Transcribe all records exactly.

◆ **Record extracts**

_ _ _ _

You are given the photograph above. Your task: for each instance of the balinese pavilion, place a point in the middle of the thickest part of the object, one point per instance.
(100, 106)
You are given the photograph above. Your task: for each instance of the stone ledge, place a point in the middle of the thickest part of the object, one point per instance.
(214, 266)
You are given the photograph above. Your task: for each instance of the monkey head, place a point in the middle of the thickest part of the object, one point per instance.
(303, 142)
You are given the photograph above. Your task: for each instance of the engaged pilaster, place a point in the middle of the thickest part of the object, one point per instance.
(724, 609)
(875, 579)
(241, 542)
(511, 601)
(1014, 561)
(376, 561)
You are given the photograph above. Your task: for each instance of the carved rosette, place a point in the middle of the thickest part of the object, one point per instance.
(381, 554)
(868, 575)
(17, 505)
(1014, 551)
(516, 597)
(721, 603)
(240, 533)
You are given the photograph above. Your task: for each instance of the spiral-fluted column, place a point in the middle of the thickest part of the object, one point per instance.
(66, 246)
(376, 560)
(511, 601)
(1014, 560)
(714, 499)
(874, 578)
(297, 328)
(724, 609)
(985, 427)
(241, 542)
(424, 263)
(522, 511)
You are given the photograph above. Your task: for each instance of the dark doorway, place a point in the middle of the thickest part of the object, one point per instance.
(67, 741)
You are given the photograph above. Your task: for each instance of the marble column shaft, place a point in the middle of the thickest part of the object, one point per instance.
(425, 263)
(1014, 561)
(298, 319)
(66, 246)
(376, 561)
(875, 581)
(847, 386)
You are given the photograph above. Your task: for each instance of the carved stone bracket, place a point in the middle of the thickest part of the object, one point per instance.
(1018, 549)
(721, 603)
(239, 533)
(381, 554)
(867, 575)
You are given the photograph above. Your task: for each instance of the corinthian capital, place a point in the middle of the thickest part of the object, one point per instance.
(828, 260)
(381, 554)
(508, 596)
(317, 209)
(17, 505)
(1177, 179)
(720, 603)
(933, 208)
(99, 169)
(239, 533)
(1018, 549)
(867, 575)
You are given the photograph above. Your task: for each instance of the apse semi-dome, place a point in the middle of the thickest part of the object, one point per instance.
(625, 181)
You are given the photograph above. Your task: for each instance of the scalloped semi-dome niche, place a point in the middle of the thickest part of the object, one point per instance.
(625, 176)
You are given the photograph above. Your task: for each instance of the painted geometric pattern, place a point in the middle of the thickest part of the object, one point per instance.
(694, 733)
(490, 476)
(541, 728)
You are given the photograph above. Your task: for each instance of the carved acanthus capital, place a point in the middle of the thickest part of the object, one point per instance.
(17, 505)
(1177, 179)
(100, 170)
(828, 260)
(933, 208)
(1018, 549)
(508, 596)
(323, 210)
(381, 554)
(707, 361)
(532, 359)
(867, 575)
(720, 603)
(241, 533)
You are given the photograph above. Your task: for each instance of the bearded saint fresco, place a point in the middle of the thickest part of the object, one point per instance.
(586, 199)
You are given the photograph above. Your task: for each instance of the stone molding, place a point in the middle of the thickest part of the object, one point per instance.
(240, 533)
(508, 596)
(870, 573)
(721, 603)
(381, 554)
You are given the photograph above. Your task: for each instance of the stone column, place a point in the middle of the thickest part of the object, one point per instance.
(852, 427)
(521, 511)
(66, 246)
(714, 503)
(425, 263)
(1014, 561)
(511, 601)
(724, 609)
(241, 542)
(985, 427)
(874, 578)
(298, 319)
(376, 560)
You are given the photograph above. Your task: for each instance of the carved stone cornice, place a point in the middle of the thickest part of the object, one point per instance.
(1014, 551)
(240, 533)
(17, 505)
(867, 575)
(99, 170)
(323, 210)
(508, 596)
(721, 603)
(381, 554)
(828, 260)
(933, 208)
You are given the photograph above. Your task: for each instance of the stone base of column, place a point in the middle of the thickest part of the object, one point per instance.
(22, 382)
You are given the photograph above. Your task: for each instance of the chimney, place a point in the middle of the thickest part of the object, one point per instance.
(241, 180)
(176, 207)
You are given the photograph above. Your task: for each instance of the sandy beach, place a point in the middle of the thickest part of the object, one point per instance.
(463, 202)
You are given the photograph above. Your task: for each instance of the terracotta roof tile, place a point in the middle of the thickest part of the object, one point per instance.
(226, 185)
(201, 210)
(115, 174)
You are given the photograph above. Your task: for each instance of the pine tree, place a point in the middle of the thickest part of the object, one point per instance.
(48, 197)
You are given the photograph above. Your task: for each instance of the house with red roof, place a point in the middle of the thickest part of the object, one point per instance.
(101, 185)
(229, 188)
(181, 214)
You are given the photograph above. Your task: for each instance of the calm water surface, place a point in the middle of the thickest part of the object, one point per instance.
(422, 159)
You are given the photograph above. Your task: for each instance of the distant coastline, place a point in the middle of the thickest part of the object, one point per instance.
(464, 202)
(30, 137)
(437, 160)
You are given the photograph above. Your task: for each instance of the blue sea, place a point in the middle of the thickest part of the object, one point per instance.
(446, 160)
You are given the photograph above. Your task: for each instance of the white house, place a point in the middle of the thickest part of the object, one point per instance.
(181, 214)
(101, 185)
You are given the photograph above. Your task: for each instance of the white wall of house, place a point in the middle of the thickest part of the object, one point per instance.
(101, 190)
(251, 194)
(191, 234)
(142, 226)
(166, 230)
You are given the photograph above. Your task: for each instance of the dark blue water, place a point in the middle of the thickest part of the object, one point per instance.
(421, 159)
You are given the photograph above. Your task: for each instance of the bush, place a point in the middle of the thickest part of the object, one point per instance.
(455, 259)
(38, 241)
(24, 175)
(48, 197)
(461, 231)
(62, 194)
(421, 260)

_ _ _ _

◆ **Response area**
You are given the photograph above. Your task: for each instance of the balinese pavilion, place a point in the middle of the thickest part of the object, one point per instance.
(100, 106)
You are given the photograph above. Your task: for each instance of the stone ledge, place a point in the middle of the thickest part of the object, one point per instance.
(214, 266)
You are given the photograph above. Your task: for each instance of the monkey head, place a point in the middle of the thickest part of the object, one point per instance.
(303, 142)
You are given the photograph above. Your task: for each instance of the engaged pilaster, place a point in the middle of the thickest part of the object, one point per instance.
(724, 609)
(875, 579)
(241, 542)
(511, 601)
(1014, 561)
(376, 561)
You are given the photograph above. Your task: for each instance of the carved rosette, place a point in the middle of the thickest part of the object, one point per instance.
(381, 554)
(868, 575)
(17, 505)
(1014, 551)
(516, 597)
(721, 603)
(240, 533)
You are given the photograph above. Your task: for each instance of the spiral-fluted column, place a point in the middle of the thickest part of the object, one point per instance.
(66, 246)
(376, 560)
(511, 601)
(1014, 560)
(714, 499)
(874, 578)
(297, 328)
(724, 609)
(985, 427)
(241, 542)
(424, 263)
(522, 511)
You are given the photograph above. Your task: for each instance of the dark doorway, place a point in the middle of the thickest part of the object, one point per instance.
(67, 741)
You are given the photograph above. Your task: for each instance of the marble column shaft, place a point in the middle of the thickest part of the object, one point per instance.
(425, 263)
(1014, 561)
(298, 319)
(66, 246)
(376, 561)
(875, 581)
(847, 386)
You are given the photograph above. Your task: for each instance of the carved stone bracket, place a point in the middle of the thickest part of the object, one point per instance.
(1018, 549)
(721, 603)
(239, 533)
(381, 554)
(867, 575)
You are given the photograph above. Your task: for each instance of the corinthian capital, place a point in the middle of the thickest part of the object, one point per instance.
(828, 260)
(381, 554)
(508, 596)
(317, 209)
(17, 505)
(1177, 179)
(720, 603)
(933, 208)
(99, 169)
(239, 533)
(1018, 549)
(867, 575)
You are given the photograph above. Your task: for each instance of the apse semi-dome, place a point in the middle of the thickest part of the object, one point per instance.
(625, 181)
You are given the photograph above. Your task: for each instance of the scalloped semi-dome niche, place a point in the middle of the thickest part of the object, one point per instance.
(625, 176)
You are given the photograph above. Your task: for each instance of the painted geometric pattern, place a point in the middle of the thickest part of the object, one point per instance.
(694, 733)
(490, 476)
(541, 728)
You are given the photograph above. Your task: for each instance of the carved acanthus capital, place a point in the middle of the thickest part of the object, one point per instance.
(17, 505)
(1177, 179)
(100, 170)
(828, 260)
(933, 208)
(1018, 549)
(508, 596)
(323, 210)
(381, 554)
(707, 361)
(532, 359)
(867, 575)
(720, 603)
(241, 533)
You are given the photograph above. Your task: for each instance of the bearded saint fresco, place a point in the middle of the thickest part of the object, one point per instance.
(586, 199)
You are given the photograph above. Your task: for each instance of the stone molding, place a point in the middle of the thickest part of the object, one point per instance.
(240, 533)
(508, 596)
(870, 573)
(721, 603)
(381, 554)
You are given the photograph above. Your task: for each instance of the stone column, place a point in the middle of the thickest part of the object, one point per instance.
(852, 427)
(521, 511)
(66, 246)
(714, 503)
(425, 263)
(1014, 561)
(511, 601)
(724, 609)
(241, 542)
(985, 427)
(874, 578)
(298, 319)
(376, 560)
You are given the photograph above. Your task: for each instance of the carved stone cornice, place a point in the middle of the thickest part of the object, one point per instance.
(1014, 551)
(240, 533)
(17, 505)
(867, 575)
(99, 170)
(323, 210)
(508, 596)
(721, 603)
(381, 554)
(828, 260)
(933, 208)
You are given the photograph above. Your task: for each instance of the stone base of column, place a point in the middle of the thickest part of the object, one point per instance.
(22, 382)
You are given the photograph above. Your task: for each instance of the chimney, place a point in the middle of the thickest part of the object, one point per instance.
(241, 180)
(176, 207)
You are given the photograph above. Your task: for each instance of the sandy beach, place a point in the middle of the thickest part of the object, one point per instance.
(463, 202)
You are given the photograph above. Your task: for each instance of the terracotta roof tile, place a point in the middle of the thickest part of the object, one point per instance.
(226, 185)
(201, 210)
(115, 174)
You are given the photograph above. Your task: for each instance of the pine tree, place a point in the middle of the thickest part of the object, one point per instance.
(48, 197)
You are given the photograph above. Your task: for each instance of the house with red roof, place a point in the middle of the thickest part of the object, one point per instance.
(101, 185)
(229, 188)
(181, 214)
You are given the photograph above. Your task: for each instance of the calm water surface, place a point in the middle of the thickest part of the object, one point per instance.
(422, 159)
You are given the photograph above. Your task: for each instance of the distant coastline, place a point in the middle of the thickest part of the object, one point per instance.
(464, 202)
(30, 137)
(437, 160)
You are given the photograph above. Your task: for each instance of the blue sea, place a point in the middle of the thickest part of the object, one point per instance.
(446, 160)
You are given the photograph above. Your task: for each instance of the white house, place a point in the middle of the thickest part of the object, one point per instance.
(181, 214)
(101, 185)
You are given the photograph above. Your task: for each instance of the white wall of house, place a point in the middle of the thickest part of the object, one point per instance.
(101, 190)
(251, 194)
(191, 234)
(142, 226)
(166, 230)
You are given the photograph above. Your task: for each instance of the dark blue water, place a point in the middle of the thickest part of the object, one point per instance.
(421, 159)
You are given the photograph above. Your task: for each instance of the bush, place a point in the middle of the thickest part of the object, one point per instance.
(455, 259)
(38, 241)
(24, 175)
(48, 197)
(461, 231)
(62, 194)
(421, 260)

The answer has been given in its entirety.